* Extracted records
::::::::::

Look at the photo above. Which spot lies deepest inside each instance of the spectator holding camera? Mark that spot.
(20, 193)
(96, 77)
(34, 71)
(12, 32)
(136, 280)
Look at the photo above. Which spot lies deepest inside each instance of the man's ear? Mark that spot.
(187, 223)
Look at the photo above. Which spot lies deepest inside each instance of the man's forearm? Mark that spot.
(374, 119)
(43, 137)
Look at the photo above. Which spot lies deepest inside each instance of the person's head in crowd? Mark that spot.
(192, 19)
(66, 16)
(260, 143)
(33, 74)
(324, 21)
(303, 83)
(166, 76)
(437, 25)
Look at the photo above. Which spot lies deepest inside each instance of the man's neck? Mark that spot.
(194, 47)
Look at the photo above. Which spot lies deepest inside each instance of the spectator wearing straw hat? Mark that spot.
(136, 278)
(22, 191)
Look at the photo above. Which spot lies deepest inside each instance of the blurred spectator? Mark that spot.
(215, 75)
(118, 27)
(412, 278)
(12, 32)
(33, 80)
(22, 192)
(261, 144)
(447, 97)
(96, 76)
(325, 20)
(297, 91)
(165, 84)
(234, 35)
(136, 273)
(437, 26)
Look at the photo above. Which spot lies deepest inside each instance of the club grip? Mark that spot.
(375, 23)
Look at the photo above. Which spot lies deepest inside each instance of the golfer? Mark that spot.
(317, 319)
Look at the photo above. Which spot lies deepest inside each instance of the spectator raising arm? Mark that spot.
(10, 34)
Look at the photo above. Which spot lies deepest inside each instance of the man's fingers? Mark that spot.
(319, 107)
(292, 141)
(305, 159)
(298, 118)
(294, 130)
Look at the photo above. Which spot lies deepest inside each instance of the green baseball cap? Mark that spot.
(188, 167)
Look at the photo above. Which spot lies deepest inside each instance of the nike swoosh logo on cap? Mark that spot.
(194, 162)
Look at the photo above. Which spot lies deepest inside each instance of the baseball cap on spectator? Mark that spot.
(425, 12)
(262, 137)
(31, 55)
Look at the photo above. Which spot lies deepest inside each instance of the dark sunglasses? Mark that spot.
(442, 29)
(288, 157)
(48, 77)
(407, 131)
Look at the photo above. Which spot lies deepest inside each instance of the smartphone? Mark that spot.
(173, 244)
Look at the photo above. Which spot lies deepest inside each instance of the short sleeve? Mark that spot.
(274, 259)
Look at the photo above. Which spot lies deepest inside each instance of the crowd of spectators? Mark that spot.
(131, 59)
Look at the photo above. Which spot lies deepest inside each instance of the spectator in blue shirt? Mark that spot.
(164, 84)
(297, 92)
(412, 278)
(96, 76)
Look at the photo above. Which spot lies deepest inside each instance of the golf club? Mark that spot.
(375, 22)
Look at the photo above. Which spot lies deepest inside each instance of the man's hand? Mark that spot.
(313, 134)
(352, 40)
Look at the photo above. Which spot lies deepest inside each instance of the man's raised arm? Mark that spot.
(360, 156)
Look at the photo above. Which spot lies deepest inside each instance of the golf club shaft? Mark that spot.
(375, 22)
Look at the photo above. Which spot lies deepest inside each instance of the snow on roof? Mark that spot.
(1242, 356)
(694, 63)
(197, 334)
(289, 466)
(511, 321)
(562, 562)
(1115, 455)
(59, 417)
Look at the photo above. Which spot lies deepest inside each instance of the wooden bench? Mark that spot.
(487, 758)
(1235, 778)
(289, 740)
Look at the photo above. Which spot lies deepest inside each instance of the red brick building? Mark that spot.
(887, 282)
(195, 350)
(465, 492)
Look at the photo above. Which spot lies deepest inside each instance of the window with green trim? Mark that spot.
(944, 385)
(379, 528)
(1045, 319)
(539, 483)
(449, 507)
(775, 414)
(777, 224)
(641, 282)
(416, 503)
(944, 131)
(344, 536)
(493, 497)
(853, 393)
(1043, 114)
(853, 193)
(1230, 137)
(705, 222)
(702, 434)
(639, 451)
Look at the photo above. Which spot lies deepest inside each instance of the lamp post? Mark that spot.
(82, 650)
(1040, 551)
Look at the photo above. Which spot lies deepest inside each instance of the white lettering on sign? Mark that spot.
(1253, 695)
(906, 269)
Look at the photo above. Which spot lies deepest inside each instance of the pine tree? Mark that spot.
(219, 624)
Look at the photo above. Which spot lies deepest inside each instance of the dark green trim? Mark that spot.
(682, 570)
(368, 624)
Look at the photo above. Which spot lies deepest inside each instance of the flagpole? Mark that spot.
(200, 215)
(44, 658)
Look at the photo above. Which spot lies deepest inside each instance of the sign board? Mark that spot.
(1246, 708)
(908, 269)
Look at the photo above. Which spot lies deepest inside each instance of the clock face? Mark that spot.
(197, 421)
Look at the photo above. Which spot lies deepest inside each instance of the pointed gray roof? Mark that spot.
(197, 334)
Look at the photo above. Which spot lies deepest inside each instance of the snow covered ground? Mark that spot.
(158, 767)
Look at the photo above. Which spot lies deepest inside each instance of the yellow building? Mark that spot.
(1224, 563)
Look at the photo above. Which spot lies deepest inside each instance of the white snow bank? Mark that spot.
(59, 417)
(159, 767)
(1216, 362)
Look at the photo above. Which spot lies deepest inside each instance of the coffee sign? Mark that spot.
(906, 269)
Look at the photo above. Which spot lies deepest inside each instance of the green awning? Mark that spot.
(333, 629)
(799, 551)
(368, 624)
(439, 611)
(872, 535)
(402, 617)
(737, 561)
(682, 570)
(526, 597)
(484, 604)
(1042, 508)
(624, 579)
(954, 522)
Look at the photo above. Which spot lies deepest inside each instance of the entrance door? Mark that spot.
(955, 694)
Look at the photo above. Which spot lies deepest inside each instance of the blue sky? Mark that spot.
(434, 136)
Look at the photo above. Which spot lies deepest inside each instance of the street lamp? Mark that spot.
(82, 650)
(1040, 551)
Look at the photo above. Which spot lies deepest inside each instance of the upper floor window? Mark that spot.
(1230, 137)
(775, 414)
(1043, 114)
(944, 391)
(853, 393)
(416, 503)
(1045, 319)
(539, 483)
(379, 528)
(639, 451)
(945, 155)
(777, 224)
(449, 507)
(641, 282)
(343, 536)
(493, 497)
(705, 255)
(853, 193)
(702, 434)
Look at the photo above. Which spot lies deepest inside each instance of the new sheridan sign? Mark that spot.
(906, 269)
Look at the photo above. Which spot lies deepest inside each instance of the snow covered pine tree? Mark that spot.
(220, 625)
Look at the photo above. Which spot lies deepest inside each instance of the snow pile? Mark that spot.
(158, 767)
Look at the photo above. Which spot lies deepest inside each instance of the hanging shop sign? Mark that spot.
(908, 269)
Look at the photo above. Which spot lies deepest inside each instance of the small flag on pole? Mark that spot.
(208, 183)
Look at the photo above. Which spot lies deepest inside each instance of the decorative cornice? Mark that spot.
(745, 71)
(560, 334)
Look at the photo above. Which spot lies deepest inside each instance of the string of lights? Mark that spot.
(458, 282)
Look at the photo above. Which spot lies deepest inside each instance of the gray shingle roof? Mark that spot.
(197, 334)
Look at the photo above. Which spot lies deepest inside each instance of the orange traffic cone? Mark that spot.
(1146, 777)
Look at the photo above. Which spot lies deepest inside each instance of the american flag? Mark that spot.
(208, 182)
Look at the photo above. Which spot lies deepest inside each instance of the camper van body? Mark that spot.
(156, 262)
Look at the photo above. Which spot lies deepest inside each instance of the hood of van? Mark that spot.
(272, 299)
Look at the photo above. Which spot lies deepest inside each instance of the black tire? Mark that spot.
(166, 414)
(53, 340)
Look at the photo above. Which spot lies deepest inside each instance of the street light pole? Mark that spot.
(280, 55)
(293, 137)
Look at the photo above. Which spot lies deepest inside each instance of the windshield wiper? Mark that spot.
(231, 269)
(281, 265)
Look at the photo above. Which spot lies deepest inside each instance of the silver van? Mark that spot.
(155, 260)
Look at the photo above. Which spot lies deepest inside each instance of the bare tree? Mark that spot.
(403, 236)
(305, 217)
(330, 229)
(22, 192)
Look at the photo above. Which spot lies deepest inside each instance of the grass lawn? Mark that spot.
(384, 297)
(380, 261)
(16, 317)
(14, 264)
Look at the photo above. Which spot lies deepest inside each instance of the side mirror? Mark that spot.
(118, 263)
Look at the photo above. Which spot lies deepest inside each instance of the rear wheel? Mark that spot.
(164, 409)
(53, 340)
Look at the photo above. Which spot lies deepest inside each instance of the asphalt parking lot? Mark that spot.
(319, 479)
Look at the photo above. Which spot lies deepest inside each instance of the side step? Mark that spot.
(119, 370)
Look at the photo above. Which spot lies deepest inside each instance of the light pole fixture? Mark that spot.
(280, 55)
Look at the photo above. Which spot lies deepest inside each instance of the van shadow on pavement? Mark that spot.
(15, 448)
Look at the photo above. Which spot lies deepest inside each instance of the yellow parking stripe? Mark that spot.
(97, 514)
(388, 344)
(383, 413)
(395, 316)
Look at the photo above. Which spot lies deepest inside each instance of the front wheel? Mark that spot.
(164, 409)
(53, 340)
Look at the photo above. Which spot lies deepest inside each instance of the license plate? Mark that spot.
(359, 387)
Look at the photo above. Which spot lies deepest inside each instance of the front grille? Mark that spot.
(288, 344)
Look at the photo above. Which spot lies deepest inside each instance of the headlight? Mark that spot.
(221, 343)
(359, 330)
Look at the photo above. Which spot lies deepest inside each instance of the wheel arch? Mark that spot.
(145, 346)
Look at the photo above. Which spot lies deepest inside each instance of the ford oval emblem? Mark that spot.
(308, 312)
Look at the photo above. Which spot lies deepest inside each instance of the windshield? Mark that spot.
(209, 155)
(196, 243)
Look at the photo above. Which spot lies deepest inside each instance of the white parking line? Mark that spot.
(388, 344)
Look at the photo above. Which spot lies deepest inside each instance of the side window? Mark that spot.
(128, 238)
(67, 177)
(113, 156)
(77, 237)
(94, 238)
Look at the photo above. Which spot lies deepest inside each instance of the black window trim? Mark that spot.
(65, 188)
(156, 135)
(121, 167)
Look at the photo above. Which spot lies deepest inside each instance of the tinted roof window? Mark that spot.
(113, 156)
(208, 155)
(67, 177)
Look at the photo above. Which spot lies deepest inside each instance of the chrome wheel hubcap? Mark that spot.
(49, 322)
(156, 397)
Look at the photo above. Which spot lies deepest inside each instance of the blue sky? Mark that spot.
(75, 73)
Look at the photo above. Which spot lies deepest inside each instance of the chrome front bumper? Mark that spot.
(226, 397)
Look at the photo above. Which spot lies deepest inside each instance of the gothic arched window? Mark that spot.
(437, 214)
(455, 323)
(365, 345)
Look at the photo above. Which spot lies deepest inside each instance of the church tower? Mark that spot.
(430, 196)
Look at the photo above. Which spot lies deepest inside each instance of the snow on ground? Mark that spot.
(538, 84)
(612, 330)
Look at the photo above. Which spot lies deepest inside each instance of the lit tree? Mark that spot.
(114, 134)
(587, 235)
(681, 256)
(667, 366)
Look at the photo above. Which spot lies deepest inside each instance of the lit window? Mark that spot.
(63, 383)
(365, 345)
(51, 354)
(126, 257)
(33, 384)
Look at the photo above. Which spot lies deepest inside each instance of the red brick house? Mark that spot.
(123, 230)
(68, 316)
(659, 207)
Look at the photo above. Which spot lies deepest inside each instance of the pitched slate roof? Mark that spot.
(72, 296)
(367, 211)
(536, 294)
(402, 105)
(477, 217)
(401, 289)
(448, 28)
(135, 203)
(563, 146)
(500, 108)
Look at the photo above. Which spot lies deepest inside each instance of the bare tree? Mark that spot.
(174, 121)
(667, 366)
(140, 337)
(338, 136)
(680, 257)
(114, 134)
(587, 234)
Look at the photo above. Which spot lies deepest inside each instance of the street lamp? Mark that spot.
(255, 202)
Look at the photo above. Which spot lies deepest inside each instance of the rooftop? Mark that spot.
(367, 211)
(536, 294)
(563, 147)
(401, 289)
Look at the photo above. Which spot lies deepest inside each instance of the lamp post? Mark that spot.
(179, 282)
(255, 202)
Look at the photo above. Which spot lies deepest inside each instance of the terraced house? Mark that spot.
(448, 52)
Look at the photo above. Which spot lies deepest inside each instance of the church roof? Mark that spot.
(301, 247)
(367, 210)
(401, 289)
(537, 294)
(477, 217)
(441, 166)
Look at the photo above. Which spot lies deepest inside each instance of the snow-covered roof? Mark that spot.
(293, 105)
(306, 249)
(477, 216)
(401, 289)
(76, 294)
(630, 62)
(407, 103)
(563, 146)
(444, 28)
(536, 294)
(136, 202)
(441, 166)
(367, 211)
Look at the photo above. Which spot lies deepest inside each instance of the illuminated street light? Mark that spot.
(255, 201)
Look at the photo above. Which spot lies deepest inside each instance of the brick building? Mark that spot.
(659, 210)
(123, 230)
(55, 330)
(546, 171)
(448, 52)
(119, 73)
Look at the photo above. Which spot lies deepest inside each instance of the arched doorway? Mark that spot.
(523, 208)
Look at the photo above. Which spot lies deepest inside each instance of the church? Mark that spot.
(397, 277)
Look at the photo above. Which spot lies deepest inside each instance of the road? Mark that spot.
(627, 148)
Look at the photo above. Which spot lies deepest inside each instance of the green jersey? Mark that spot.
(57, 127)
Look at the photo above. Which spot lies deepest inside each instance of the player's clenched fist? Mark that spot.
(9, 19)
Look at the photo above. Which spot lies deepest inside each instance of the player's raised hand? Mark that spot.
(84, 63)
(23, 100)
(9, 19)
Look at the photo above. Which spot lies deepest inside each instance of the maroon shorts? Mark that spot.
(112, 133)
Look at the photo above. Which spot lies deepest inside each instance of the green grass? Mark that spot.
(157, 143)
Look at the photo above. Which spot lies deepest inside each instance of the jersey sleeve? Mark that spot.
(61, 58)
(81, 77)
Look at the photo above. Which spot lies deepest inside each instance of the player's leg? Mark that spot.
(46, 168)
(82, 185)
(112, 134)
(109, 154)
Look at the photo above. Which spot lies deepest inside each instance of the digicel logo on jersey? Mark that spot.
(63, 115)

::::::::::

* Short problem
Write out the lines above, starting at the line that contains "shorts? Mark that spot." and ending with the final line, and nothing else; copy them exactly.

* Solution to the exercise
Look at the photo above. Which spot lies deepest inside each instance of the maroon shorts? Mark that spot.
(112, 133)
Look at the photo above. Which spot lies deepest inside each instance of the green grass? Mark that spot.
(157, 143)
Look at the photo above. Which spot lies deepest inside each instance of the jersey sleeve? Mark that spot.
(61, 58)
(81, 77)
Look at the photo above. Which spot lies deepest inside each instance of the player's leg? Mark that spot.
(46, 168)
(82, 185)
(112, 134)
(109, 154)
Look at the photo above. Which spot lies deepest inside each instance of the digicel logo on jersey? Mark that spot.
(63, 115)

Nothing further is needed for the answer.